**DEINE AUFGABE:** Zähle, in wie vielen Zeilen der folgenden Datensätze das Wort „rocky“ vorkommt, und gib nur diese Zahl an.
• • •
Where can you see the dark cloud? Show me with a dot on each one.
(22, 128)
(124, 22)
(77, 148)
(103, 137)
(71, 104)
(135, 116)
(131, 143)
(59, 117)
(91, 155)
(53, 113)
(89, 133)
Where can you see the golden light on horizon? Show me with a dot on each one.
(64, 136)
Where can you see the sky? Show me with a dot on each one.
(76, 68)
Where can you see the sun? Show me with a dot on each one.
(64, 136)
• • •
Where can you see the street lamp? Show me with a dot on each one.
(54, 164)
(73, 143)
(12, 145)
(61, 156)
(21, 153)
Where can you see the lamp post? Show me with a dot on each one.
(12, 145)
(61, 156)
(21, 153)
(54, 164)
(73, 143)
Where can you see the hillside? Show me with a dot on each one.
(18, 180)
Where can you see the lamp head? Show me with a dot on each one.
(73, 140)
• • •
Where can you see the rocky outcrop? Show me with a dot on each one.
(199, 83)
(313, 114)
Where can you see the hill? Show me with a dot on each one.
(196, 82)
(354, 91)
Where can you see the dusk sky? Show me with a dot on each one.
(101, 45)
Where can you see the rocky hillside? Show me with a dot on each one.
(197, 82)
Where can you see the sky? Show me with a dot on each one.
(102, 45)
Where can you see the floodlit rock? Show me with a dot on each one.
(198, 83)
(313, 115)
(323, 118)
• • •
**VOLLSTÄNDIGE LÖSUNG:** 2